## [Work item]
Look below for the line containing "195L36 192L34 181L15"; from there through the line containing "positive clicks: (63, 240) (32, 256)", both lines included, please set down each line exactly and nothing else.

━━ Task input ━━

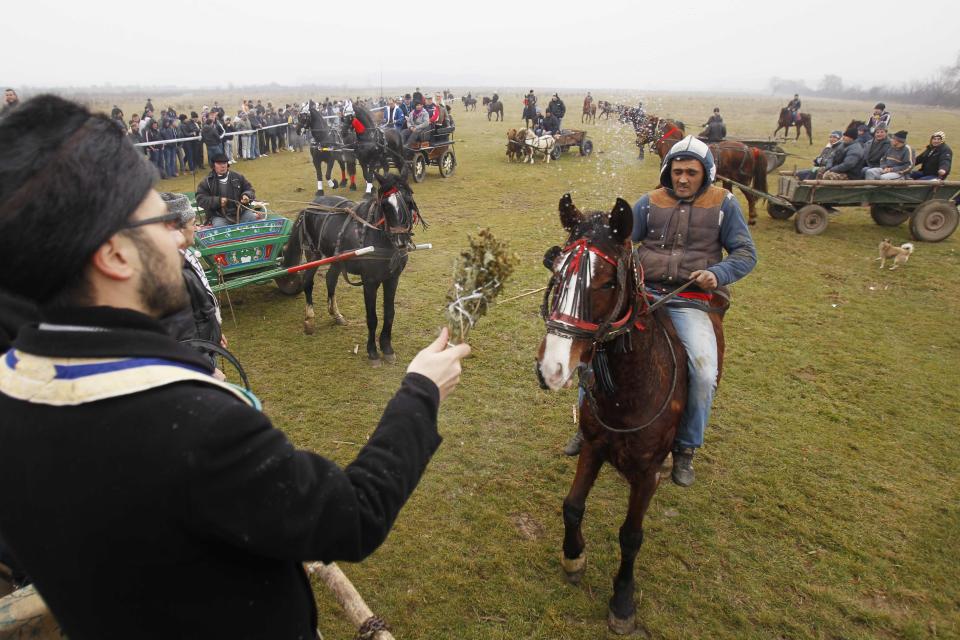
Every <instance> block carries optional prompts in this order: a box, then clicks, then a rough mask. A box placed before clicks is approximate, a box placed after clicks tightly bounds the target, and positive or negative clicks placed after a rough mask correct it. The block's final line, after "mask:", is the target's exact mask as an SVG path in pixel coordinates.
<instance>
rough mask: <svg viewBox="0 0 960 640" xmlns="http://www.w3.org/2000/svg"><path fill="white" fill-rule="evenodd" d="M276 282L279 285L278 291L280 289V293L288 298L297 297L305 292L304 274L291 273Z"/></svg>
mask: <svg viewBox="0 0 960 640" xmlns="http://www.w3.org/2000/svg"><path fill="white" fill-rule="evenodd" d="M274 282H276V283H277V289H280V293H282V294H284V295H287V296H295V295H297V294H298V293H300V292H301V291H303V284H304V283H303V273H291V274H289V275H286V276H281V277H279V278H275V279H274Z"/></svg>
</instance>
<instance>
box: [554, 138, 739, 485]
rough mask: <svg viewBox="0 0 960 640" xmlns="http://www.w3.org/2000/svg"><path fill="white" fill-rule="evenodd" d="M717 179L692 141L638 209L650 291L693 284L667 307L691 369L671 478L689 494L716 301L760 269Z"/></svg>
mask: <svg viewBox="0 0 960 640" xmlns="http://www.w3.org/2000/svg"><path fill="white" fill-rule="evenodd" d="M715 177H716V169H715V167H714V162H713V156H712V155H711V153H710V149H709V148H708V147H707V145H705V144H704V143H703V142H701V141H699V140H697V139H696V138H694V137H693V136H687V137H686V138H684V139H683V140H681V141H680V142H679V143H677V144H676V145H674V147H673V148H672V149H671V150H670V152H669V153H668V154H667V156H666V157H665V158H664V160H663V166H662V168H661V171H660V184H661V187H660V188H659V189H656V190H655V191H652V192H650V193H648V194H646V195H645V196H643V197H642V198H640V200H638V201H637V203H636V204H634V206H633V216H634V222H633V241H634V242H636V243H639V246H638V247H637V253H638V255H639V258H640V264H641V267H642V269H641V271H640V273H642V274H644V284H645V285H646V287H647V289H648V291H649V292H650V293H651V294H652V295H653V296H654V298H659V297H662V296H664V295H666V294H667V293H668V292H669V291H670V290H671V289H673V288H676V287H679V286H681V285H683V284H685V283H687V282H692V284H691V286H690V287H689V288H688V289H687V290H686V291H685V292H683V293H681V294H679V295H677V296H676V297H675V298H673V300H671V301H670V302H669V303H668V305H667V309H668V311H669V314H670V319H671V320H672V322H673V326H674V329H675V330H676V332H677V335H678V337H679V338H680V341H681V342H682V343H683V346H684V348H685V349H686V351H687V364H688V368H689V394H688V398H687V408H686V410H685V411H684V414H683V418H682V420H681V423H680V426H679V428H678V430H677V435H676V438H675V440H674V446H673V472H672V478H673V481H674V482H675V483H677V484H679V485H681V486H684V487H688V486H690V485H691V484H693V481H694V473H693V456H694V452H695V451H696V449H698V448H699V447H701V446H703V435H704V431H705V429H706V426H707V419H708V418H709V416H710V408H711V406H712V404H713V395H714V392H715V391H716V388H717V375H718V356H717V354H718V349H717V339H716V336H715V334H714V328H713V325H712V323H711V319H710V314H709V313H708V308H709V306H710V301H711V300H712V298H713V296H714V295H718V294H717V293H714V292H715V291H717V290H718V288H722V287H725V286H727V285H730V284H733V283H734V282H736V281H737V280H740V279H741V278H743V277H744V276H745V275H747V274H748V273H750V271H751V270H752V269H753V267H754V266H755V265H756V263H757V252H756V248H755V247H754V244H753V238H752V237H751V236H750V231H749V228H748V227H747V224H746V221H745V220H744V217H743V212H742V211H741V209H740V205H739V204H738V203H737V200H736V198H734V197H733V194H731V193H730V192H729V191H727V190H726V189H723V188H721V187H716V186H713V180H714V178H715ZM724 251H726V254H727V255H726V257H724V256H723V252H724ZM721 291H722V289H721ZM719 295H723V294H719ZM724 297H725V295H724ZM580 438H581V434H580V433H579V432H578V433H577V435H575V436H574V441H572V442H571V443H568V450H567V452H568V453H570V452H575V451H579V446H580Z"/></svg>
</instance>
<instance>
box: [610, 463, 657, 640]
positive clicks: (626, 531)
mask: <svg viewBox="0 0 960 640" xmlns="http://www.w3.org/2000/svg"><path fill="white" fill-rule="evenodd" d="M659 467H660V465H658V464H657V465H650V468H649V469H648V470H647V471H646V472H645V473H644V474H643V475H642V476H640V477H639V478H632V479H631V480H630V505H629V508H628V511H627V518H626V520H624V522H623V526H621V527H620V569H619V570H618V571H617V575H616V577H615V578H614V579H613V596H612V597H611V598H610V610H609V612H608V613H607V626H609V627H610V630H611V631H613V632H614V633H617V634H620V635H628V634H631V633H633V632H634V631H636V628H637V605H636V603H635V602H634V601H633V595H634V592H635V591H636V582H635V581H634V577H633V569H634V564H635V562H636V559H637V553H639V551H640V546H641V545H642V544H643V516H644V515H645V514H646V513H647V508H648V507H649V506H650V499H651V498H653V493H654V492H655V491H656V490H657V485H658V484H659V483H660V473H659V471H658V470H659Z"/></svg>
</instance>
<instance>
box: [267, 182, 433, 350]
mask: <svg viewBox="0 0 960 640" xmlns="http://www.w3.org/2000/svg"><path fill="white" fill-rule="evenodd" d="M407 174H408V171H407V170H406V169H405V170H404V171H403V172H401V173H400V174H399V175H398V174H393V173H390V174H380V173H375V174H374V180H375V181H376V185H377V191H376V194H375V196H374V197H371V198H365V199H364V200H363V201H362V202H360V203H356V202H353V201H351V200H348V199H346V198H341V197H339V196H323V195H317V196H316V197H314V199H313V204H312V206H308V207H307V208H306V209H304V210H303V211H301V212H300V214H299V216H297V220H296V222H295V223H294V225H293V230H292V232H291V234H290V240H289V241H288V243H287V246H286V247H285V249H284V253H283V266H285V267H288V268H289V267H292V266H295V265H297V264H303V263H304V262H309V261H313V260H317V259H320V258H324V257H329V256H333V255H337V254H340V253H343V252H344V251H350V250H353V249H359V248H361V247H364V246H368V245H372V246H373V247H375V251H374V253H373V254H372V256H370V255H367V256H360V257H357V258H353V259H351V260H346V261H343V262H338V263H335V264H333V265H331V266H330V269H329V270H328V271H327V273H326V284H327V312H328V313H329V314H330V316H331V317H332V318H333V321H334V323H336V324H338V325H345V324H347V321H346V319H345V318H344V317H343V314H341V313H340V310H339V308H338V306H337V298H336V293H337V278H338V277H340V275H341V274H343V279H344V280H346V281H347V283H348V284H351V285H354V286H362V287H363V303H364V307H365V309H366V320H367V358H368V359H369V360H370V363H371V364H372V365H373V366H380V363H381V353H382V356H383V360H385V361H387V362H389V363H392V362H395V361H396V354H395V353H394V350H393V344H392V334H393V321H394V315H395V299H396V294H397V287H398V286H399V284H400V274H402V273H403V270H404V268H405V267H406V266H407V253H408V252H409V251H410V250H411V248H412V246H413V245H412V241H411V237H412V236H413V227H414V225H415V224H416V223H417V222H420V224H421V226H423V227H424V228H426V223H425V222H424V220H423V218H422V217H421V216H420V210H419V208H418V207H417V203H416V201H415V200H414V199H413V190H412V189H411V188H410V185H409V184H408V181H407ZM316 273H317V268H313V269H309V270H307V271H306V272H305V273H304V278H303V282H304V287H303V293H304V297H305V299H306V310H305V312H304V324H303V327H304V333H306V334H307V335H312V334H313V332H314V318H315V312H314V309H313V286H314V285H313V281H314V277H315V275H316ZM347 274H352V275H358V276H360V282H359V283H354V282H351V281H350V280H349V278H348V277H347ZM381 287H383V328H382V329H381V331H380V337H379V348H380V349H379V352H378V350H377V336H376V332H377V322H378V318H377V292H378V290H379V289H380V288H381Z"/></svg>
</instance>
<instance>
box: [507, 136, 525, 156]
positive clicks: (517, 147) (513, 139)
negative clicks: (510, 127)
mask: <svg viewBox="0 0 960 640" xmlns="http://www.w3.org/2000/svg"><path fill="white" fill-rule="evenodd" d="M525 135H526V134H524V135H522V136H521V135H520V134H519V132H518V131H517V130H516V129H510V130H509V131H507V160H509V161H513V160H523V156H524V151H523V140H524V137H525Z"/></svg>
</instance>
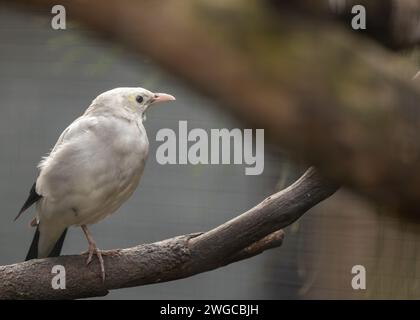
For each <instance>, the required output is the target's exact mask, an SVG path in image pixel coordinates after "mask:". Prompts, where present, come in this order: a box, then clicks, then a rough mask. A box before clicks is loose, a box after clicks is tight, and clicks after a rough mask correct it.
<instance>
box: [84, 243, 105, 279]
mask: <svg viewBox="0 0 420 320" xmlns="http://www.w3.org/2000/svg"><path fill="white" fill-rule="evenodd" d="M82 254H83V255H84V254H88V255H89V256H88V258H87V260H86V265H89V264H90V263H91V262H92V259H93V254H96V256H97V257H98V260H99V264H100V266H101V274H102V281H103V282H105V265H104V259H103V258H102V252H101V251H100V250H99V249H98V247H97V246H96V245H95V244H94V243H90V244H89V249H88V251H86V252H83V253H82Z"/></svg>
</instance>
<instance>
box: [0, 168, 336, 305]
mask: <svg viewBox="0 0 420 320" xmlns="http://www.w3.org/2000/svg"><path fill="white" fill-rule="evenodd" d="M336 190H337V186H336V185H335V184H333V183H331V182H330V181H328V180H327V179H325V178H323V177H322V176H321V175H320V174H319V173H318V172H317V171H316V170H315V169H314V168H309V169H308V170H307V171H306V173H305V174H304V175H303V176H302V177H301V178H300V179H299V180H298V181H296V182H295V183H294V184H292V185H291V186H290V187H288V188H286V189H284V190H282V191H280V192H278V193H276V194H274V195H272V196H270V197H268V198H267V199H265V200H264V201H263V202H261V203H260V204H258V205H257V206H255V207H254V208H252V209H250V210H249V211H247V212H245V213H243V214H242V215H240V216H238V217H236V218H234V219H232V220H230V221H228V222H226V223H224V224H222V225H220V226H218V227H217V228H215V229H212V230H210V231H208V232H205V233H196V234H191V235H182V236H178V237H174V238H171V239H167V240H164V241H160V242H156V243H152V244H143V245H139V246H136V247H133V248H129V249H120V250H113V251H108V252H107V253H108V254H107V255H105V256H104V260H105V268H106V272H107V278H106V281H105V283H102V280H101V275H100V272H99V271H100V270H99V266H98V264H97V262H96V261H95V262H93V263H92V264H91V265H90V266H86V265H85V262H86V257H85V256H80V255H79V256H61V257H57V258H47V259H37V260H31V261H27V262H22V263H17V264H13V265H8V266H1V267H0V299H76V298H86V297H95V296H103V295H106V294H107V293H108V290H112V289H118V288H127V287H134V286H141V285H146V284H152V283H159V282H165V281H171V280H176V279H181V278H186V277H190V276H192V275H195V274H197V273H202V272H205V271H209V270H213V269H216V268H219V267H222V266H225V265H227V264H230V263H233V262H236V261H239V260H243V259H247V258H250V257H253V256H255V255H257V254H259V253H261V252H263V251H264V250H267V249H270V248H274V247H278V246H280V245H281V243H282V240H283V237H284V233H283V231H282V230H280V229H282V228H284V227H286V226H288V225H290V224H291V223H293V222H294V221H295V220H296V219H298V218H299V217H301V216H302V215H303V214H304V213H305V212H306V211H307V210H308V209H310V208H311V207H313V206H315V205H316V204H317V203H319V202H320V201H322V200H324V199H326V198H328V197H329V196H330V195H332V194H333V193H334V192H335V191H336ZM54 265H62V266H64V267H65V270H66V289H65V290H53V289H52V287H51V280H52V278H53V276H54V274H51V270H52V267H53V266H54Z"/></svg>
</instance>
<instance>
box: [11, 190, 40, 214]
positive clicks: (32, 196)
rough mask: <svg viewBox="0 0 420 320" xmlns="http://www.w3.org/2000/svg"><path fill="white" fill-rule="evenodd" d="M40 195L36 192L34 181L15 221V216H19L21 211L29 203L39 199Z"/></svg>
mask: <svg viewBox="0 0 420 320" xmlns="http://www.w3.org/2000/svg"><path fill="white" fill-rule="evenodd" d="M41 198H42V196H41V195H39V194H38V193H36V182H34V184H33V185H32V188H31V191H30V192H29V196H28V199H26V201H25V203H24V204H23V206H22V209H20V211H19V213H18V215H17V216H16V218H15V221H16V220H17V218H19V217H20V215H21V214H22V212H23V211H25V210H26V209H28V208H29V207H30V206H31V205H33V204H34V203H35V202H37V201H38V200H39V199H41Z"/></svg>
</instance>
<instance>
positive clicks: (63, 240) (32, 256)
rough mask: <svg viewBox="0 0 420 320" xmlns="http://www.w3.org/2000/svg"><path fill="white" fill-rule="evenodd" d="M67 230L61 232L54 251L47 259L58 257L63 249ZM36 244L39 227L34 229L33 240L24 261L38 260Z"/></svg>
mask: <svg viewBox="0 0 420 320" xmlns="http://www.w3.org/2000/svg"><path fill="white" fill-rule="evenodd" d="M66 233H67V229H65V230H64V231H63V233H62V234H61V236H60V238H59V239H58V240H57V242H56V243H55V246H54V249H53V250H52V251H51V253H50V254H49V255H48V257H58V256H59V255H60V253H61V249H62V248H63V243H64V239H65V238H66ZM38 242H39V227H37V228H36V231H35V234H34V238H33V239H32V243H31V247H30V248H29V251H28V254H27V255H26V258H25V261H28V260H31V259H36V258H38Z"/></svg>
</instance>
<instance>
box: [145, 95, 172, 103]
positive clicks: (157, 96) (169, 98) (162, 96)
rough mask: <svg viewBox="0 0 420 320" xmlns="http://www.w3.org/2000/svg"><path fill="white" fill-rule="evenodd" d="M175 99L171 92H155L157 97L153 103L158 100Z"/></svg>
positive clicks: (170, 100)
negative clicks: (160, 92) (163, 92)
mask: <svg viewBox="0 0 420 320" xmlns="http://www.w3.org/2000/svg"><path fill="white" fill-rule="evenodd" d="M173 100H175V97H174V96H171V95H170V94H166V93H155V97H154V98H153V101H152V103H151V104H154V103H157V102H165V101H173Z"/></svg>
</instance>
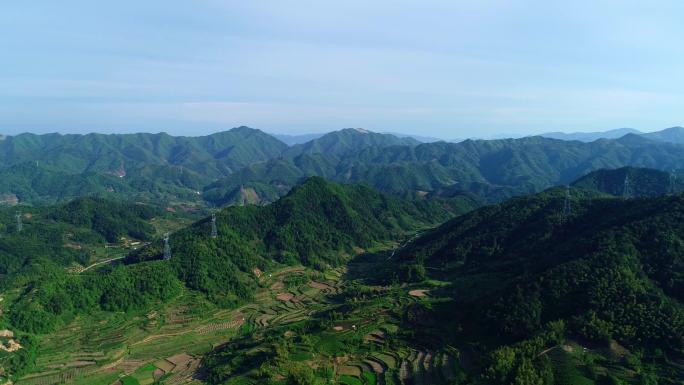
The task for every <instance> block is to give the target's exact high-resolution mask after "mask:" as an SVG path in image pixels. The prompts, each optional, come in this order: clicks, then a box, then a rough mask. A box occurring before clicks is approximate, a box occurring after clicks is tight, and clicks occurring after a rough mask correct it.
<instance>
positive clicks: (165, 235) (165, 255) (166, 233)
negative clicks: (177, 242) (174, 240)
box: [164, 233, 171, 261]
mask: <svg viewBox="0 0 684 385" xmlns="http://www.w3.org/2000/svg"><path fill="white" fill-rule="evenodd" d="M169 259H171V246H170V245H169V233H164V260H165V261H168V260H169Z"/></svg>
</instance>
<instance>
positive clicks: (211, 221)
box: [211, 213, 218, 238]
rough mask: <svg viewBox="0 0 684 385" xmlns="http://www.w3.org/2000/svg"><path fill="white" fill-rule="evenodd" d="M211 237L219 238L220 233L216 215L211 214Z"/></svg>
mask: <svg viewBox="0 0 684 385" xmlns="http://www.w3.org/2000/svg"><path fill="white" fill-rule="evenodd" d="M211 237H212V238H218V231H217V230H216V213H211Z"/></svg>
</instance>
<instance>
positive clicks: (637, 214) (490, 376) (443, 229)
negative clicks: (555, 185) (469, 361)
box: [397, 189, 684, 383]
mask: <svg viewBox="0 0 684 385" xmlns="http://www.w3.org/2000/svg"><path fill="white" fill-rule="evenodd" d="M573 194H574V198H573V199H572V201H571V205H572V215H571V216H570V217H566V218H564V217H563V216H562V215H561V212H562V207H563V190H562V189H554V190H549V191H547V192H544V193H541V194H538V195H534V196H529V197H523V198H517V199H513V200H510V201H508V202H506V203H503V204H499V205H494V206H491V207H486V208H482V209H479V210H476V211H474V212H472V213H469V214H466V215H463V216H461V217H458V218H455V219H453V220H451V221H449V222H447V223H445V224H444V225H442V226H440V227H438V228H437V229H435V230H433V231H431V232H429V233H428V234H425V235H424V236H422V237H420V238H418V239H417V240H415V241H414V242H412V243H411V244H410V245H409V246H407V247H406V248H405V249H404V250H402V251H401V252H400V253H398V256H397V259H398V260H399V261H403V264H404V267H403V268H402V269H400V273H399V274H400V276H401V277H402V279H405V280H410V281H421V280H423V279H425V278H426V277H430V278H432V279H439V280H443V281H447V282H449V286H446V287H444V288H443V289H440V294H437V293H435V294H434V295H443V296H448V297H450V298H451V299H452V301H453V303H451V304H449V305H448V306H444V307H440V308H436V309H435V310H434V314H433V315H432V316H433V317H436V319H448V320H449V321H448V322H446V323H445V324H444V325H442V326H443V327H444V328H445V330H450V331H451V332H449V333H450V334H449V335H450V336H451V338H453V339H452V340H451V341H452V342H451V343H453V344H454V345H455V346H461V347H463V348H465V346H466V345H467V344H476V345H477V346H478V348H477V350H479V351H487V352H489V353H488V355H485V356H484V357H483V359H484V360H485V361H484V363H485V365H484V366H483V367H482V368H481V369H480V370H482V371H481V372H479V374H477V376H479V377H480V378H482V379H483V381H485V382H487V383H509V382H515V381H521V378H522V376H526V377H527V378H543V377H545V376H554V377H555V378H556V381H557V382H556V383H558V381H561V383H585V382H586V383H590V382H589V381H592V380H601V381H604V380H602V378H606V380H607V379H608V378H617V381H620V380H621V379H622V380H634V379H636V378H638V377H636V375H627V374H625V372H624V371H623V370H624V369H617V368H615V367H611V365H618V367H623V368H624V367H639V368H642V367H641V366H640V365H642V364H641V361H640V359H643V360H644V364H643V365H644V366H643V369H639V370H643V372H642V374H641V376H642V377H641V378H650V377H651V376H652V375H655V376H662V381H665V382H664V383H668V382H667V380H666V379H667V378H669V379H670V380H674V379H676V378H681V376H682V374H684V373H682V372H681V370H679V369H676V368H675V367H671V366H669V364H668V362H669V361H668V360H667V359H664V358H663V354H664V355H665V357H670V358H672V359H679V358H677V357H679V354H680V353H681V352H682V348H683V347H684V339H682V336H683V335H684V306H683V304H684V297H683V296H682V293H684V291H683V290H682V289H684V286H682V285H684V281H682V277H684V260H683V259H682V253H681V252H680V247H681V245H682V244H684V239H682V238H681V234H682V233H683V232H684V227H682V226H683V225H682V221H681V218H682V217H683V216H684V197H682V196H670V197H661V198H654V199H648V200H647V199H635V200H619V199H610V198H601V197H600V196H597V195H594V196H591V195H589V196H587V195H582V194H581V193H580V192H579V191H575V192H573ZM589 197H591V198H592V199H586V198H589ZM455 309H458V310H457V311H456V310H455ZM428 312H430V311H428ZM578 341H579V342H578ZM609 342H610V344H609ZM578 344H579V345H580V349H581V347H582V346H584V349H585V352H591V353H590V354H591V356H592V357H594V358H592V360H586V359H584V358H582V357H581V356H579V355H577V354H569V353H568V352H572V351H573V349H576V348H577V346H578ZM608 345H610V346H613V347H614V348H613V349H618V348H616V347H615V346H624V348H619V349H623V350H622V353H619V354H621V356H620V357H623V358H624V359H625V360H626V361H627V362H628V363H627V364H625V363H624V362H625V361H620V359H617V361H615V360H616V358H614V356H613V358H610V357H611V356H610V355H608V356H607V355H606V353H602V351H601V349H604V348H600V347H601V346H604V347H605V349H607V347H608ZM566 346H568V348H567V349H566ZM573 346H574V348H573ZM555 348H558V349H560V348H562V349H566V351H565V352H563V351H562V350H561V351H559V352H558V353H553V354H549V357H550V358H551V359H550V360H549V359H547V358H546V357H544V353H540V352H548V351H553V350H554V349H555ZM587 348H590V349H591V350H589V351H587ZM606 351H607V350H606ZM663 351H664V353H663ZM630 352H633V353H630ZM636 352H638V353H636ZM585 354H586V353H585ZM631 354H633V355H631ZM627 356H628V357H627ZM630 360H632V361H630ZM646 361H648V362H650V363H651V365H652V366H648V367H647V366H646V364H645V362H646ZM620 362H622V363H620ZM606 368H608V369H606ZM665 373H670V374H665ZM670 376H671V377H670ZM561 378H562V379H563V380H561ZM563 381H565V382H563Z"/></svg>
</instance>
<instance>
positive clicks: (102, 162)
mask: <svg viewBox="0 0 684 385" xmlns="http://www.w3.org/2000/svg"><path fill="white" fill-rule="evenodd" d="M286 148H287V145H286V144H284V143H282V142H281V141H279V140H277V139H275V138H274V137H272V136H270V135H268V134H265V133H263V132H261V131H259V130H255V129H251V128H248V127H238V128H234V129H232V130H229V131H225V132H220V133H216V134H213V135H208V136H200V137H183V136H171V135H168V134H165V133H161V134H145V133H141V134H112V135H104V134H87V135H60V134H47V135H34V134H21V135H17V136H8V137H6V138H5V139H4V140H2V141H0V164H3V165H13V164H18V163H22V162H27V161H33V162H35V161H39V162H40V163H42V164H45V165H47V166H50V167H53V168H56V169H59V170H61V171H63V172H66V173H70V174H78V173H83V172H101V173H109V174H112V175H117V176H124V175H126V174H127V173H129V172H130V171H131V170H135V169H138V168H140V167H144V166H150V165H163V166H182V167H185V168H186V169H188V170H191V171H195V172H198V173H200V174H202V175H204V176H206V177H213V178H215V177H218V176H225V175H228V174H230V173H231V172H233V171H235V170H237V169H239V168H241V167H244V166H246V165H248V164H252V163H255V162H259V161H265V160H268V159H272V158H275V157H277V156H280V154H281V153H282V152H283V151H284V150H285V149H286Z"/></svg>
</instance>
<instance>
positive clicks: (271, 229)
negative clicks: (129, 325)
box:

━━━

## [Written solution]
rough mask: <svg viewBox="0 0 420 320" xmlns="http://www.w3.org/2000/svg"><path fill="white" fill-rule="evenodd" d="M40 195L36 192L34 181L15 221V216H19L21 211L29 203L39 199Z"/></svg>
mask: <svg viewBox="0 0 420 320" xmlns="http://www.w3.org/2000/svg"><path fill="white" fill-rule="evenodd" d="M41 198H42V196H41V195H39V194H38V193H36V182H34V184H33V185H32V188H31V191H30V192H29V196H28V199H26V201H25V203H24V204H23V206H22V209H20V211H19V213H18V215H17V216H16V218H15V221H16V220H17V218H19V217H20V215H21V214H22V212H23V211H25V210H26V209H28V208H29V207H30V206H31V205H33V204H34V203H35V202H37V201H38V200H39V199H41Z"/></svg>
</instance>
<instance>
positive clicks: (63, 240) (32, 256)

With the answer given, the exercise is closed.